▶ Exercise prompt
Copy every record word for word.

[Some records]
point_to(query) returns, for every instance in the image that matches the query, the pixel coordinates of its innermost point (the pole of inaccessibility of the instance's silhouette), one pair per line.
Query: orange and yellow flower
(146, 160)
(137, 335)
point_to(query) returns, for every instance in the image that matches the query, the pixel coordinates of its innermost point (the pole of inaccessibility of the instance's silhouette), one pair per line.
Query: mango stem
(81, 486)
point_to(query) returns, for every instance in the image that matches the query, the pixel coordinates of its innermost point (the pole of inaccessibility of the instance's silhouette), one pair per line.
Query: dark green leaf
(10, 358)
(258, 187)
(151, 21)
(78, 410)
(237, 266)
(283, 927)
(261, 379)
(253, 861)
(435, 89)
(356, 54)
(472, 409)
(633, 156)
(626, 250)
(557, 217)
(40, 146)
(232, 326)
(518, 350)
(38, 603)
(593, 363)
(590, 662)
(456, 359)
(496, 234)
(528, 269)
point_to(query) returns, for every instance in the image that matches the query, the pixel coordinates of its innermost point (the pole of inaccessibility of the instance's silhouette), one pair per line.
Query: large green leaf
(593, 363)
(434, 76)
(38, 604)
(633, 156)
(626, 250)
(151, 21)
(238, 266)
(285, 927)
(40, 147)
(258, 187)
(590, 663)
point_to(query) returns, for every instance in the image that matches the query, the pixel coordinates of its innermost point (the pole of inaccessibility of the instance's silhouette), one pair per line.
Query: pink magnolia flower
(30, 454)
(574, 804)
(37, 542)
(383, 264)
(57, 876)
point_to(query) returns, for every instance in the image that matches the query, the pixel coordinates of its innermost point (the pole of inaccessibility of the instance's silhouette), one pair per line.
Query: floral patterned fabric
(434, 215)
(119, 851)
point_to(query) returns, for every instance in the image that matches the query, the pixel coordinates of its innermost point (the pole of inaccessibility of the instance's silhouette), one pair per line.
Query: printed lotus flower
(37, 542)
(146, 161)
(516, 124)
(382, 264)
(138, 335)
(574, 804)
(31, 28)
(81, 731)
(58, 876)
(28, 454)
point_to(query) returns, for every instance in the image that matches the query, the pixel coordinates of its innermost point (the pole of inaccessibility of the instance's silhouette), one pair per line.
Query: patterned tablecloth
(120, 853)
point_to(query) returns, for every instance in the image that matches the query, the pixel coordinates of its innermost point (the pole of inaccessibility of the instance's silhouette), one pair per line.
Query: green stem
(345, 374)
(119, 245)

▶ Task response
point_to(query) returns, for every instance in the image that matches the query, the pixel coordinates of its innermost point (the pole of inaccessibility of the instance's silhouette), one pair per line.
Query: orange and yellow flower
(146, 160)
(137, 335)
point_to(query) returns, for every instance in the image that matches the query, the pixel coordinates of its innermost point (the pole of inaccessibility of the instance's silhouette), one pair per line.
Query: mango stem
(81, 486)
point_to(query) returns, for every instance in the image that matches the query, the pixel coordinates of its innermost point (the pole of inaccessibility of the instance's silhouette), one pair per line.
Query: dark green leaf
(10, 358)
(258, 187)
(151, 21)
(78, 410)
(237, 266)
(283, 927)
(261, 379)
(253, 861)
(435, 89)
(356, 54)
(472, 409)
(633, 156)
(626, 250)
(557, 217)
(40, 146)
(232, 326)
(518, 350)
(38, 603)
(593, 363)
(590, 662)
(456, 359)
(496, 234)
(528, 269)
point_to(query) returns, for every instance in the image that matches the query, the pixel coordinates of its innermost point (the pole of inaccessibility of the instance's silhouette), one pair per line.
Query: large green leaf
(593, 363)
(434, 76)
(38, 604)
(633, 156)
(626, 250)
(151, 21)
(238, 266)
(285, 927)
(40, 147)
(258, 187)
(590, 663)
point_to(query) returns, for every instance in the image that matches the query, the pixel coordinates of its innermost point (the pole of inaccessibility of the instance's silhouette), one pair per line.
Query: pink magnolia flower
(30, 454)
(574, 804)
(37, 542)
(383, 264)
(57, 876)
point_to(query) returns, for every instance in the image that matches the query, the pixel coordinates of its innermost point (the pole of inaccessibility of the instance's silhouette), one pair per line.
Query: floral patterned fabric
(434, 215)
(119, 851)
point_to(query) returns, for every instance in the image that matches the query, the pixel coordinates of its innermost point (the pole of inaccessibility of the instance's silhouette), one pair per line.
Query: printed lotus flower
(37, 542)
(146, 161)
(516, 124)
(382, 264)
(138, 335)
(574, 804)
(31, 28)
(81, 731)
(58, 876)
(28, 454)
point_to(query) returns, for every instance in the image that matches the query, the pixel coordinates of its innermost point (the pole of inaccessibility of the instance's silhouette), one pair per line.
Query: patterned tablecloth
(120, 853)
point_to(query) returns, for every instance in the image that matches the query, the pixel coordinates of its innermost point (the pole of inaccessibility of the instance's silhouette), one pair per line.
Query: green stem
(345, 374)
(119, 245)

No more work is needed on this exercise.